■ **Reading text**:
■ ■ ■
Many report having clients in a similar situation to you, who have financial commitments in dollars, perhaps because their children are studying in the US, or that they are paying monthly support to ex-spouses or elderly parents who live across the Atlantic.
For people who are able to plan for having financial liabilities in dollars, the best thing they can do is “dollar cost averaging”, says Simon Davis, wealth management director at Charles Stanley. This involves drip feeding sterling into dollars each month, to build up a stack of the US currency in a manner that insulates them from wild swings in the exchange rate.
In the case of someone who has debt in dollars and not many spare pounds, a reduction in discretionary income is sadly inevitable, Mr Davis says. He recommends that you examine your expenditure closely, to work out where savings can be made. Perhaps you buy an expensive sandwich each lunchtime, when you could easily bring bread, cheese and tomatoes to the office from home. You might like going to nightclubs or buying clothes, but these must be sacrificed for a while.
If you have expensive credit card debt, you should transfer it to a card with an introductory rate of zero per cent interest. Many of these deals currently last 40 months, and could get even longer, as the Bank of England base rate stays ultra-low. Many such cards come with fees and balance transfers, however, of up to 4 per cent of the outstanding debt.
6 Sterling hits savings
Should I switch my sterling savings into dollars? Or euros? How easy is this to do and how should I do it? Transfer all of my money at once, or a drip-feed strategy?
This is a tricky one, writes Katie Martin, head of FastFT. My first question to you is: do you have a time machine? If so, nip back to June 22 and flip it all into dollars.
■ ■ ■
■ **Job**:
Which spending habits does the currency advice text above suggest cutting back on or giving up?
■ ■ ■
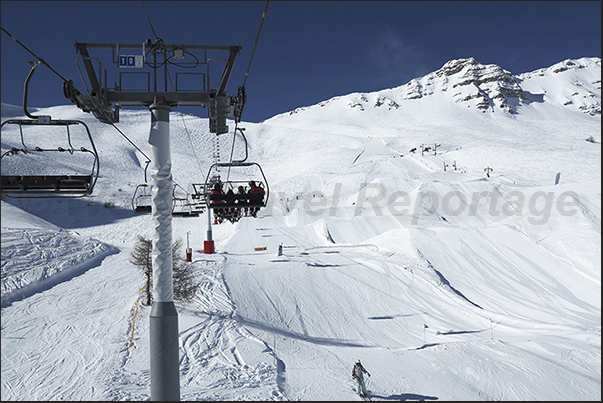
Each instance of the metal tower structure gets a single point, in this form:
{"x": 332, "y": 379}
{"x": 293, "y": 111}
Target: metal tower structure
{"x": 145, "y": 62}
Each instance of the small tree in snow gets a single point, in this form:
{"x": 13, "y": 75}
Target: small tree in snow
{"x": 185, "y": 286}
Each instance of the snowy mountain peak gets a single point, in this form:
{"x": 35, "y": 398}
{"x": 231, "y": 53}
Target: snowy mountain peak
{"x": 572, "y": 85}
{"x": 471, "y": 83}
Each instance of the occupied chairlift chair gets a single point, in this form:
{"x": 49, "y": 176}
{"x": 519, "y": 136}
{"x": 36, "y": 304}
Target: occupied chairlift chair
{"x": 238, "y": 207}
{"x": 21, "y": 184}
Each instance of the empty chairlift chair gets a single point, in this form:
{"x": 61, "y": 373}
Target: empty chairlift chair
{"x": 47, "y": 158}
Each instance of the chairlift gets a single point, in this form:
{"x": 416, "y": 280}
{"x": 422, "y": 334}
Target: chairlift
{"x": 182, "y": 206}
{"x": 19, "y": 160}
{"x": 238, "y": 206}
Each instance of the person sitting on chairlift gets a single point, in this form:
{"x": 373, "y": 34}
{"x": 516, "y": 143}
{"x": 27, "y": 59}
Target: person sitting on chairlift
{"x": 241, "y": 200}
{"x": 256, "y": 197}
{"x": 216, "y": 198}
{"x": 230, "y": 198}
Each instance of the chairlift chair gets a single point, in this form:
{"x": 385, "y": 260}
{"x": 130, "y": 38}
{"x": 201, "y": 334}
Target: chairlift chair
{"x": 234, "y": 210}
{"x": 18, "y": 162}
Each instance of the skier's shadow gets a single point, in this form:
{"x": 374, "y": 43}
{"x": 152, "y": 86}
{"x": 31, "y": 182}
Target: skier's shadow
{"x": 403, "y": 397}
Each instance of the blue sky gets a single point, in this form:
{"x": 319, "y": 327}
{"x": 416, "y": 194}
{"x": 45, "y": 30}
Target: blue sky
{"x": 308, "y": 51}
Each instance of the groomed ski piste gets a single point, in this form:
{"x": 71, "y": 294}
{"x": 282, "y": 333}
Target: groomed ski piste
{"x": 447, "y": 284}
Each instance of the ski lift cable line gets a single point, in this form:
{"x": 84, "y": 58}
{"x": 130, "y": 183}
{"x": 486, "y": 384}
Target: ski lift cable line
{"x": 150, "y": 23}
{"x": 256, "y": 42}
{"x": 44, "y": 62}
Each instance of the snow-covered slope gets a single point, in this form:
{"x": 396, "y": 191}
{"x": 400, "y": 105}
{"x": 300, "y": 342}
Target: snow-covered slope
{"x": 447, "y": 232}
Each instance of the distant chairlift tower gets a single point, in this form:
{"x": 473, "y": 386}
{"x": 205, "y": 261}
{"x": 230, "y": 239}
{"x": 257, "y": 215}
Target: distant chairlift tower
{"x": 104, "y": 103}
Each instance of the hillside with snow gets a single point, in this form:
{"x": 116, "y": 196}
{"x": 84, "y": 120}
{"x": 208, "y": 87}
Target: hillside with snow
{"x": 446, "y": 232}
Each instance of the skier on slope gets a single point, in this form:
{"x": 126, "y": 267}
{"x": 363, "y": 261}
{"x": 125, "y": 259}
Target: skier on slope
{"x": 358, "y": 375}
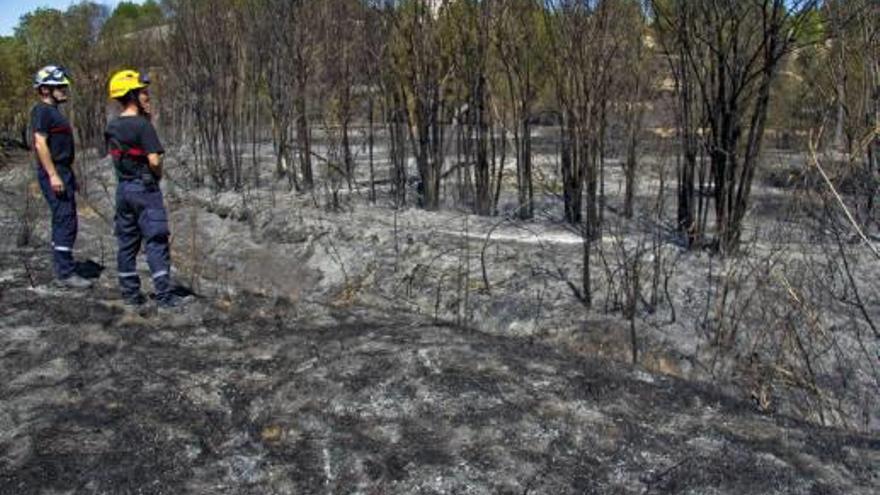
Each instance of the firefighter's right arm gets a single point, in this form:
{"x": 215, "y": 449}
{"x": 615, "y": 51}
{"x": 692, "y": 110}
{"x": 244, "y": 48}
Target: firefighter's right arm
{"x": 155, "y": 161}
{"x": 41, "y": 146}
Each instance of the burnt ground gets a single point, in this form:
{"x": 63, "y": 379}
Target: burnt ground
{"x": 250, "y": 395}
{"x": 306, "y": 391}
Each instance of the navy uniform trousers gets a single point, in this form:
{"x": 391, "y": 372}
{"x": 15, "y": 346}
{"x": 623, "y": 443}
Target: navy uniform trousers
{"x": 64, "y": 220}
{"x": 141, "y": 218}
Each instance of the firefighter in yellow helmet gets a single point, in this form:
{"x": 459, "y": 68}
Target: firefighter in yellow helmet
{"x": 140, "y": 210}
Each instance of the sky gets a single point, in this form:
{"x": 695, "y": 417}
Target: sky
{"x": 12, "y": 10}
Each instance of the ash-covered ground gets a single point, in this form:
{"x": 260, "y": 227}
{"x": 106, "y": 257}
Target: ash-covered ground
{"x": 359, "y": 351}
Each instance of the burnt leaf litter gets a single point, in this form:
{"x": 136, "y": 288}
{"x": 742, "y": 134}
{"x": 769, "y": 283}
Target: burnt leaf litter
{"x": 257, "y": 395}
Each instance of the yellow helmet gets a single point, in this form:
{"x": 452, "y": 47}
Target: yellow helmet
{"x": 127, "y": 80}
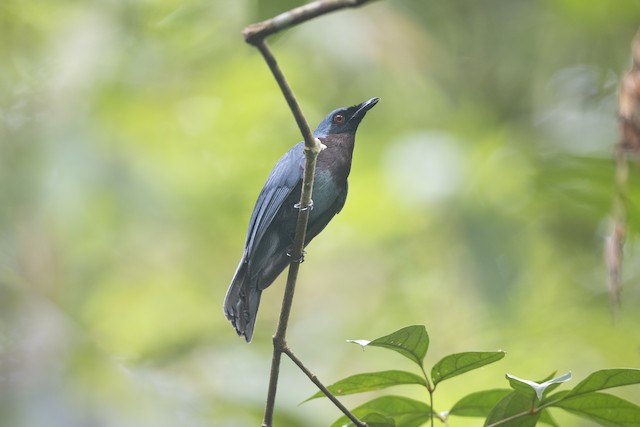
■ ■ ■
■ **Task output**:
- Buying an expensive sandwich each lunchtime
- Going to nightclubs
- Buying clothes